──────── Raw data ────────
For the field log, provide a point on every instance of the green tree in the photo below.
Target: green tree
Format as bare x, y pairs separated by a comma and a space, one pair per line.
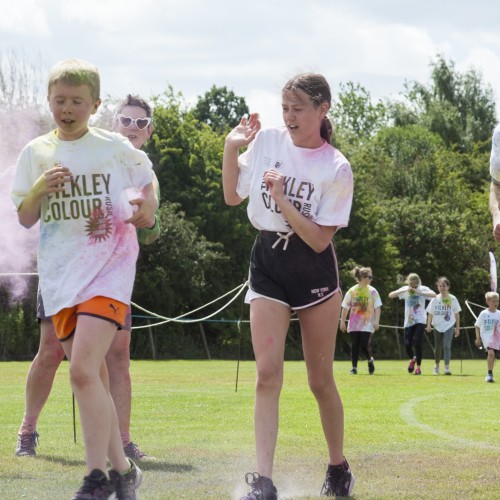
176, 274
459, 107
355, 116
221, 109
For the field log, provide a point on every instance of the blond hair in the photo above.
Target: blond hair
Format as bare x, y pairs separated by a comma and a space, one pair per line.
75, 72
361, 272
413, 277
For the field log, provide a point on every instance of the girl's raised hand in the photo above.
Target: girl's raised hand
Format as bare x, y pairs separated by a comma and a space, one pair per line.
244, 133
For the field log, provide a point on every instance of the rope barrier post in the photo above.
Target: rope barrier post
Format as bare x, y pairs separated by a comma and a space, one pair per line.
239, 351
462, 354
151, 341
204, 339
74, 419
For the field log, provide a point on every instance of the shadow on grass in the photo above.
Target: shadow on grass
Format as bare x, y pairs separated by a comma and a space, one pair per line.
149, 465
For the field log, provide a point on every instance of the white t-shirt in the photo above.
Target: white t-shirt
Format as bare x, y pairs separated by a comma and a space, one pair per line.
495, 155
414, 304
489, 328
318, 182
85, 249
362, 302
443, 310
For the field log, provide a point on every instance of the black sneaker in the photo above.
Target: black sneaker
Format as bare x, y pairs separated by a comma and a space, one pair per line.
134, 452
371, 366
125, 485
262, 487
339, 481
96, 486
26, 444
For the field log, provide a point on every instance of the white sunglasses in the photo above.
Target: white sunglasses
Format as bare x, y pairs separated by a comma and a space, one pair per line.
140, 123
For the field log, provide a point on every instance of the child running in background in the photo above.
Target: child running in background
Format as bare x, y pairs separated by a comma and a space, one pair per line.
443, 313
414, 294
488, 331
73, 180
363, 302
300, 193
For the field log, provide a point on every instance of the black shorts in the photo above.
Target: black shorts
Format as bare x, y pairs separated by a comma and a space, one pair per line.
292, 272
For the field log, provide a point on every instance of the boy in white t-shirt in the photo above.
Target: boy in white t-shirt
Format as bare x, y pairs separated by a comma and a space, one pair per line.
488, 331
73, 181
443, 313
414, 294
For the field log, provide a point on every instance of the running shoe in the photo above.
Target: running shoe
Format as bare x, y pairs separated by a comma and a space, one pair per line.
339, 481
96, 486
262, 487
134, 452
26, 444
411, 365
126, 484
371, 366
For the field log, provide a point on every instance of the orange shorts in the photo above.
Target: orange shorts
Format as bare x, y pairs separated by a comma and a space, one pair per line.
99, 307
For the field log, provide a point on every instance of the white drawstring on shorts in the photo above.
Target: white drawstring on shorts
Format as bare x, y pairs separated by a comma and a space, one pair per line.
282, 236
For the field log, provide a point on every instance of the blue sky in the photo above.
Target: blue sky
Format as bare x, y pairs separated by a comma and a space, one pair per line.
254, 47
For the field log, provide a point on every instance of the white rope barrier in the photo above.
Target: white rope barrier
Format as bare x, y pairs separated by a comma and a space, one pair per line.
239, 289
178, 319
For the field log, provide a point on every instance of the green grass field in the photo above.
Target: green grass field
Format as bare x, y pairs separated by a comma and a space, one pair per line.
406, 436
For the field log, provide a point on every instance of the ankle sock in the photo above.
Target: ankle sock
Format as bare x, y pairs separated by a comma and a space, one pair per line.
29, 424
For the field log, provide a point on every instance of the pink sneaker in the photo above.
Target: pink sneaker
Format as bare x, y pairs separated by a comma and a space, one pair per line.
411, 365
────────
Set problem: Make an exact reproduction of the listing above, without any pictures.

Written solution:
For the field log, provide a point on every instance of the green tree in the photo below.
Target: green tree
Format as bare x, y pairs separated by a comma and a space, one pair per line.
176, 274
459, 107
355, 116
221, 109
For the field log, provide a point on every instance of the blond hair in the photo above.
Target: blond hair
Format as bare x, y pairs separated by a comma and a space, one pair per line.
75, 72
361, 272
413, 277
For the field log, provide a point on every instance of the girl's raised hand in the photo above.
Target: girl's raised hand
Format as bare x, y pairs separated by a comma and a space, one pair per line.
244, 133
For the field log, provide a point on every instance of the rope barrier post in the photo above.
Target: rope barrier post
Format as bare x, y pairs separated by a comma and a space, one pair per line.
239, 351
462, 354
151, 341
204, 339
74, 419
For the field log, provide a point on every instance of the shadow on grass in the photo above.
Target: shadow on grass
Format as bare x, y pairs separated by a comma and a space, one pair per line.
149, 465
For the field log, provide a point on every instance of the white t-shirt in the photo above.
Target: white t-shirt
Format as bare x, y pairs separated by a comma and a space, one pair per line.
495, 155
414, 304
489, 328
318, 182
85, 249
362, 302
443, 310
For the field log, provide a point on every instance of the black sneaker in the photo above.
Target: black sneaker
Format as bare x, y pairs separated by a comma and a space, one pair per line.
134, 452
371, 366
125, 485
262, 487
339, 481
96, 486
26, 444
For the field log, provide a point on every instance of the white sunglasses in the photo above.
Target: white sunglasses
Format as bare x, y pairs separated by a comma and a space, one pair per line.
140, 123
For the field log, provide a point on every instance of the child running in background in the photo above.
Target: child running in background
Format as bare x, y pairs separated by a comma and a space, one pair per line.
443, 313
414, 294
488, 331
73, 180
363, 302
300, 193
For the field log, provide a point on every instance of the black shorts in the photo above.
Target: black shorts
Format as bare x, y pairs separated by a comma and a space, one pair per line.
292, 272
For the field log, provide a point on every instance of the boy in white t-shirt in the photo above.
Target: boy in white t-shirt
Format as bare x, y pairs separated by a comma and a space, one pair per line.
488, 331
73, 181
443, 313
414, 294
For the field log, provide a point on every instance of the running shoe in the photo above.
Target: running shoe
Format as bare x, y pairs separated by a comma and a space, one pair per line.
339, 481
96, 486
262, 487
134, 452
26, 444
411, 365
126, 484
371, 366
For the field log, provide a point on every instance of the orange shorts in the photo above.
Target: orange shorts
Format as bare x, y pairs separated by a comma and a space, one pair per line.
99, 307
For the field log, provide a point on every instance of the white drawstring on shorts in the photo above.
Target: white drawstring on shorts
Format as bare x, y pairs separated by a comma and a space, one pair per line.
282, 236
For the field log, provide a point on every instance of the blue sky in the photo above.
Target: blue sky
Format as bare x, y pairs separated by a comma and a space, one pair per line.
254, 47
For the field log, provide a point on every instance of the white rope barrier in the photo above.
Target: white rope barrier
Format as bare x, y pairs separated by a comma and a space, one pair per line.
239, 289
178, 319
For the field log, provide a point on every instance of the green grass field in the photo above.
Target: green grass field
Format as bare x, y pairs separated by a comma and a space, one pair per line.
406, 436
For the field log, provide a point on every instance of the ankle sock in the photo above.
Target: ankle sock
Format as bare x, y pairs separated by a comma and a space, one pair per line.
29, 424
For the field log, provide a point on every instance of the pink sneaker in the photo above.
Target: pink sneaker
Format as bare x, y pairs separated by a comma and a space, one pair per line.
411, 365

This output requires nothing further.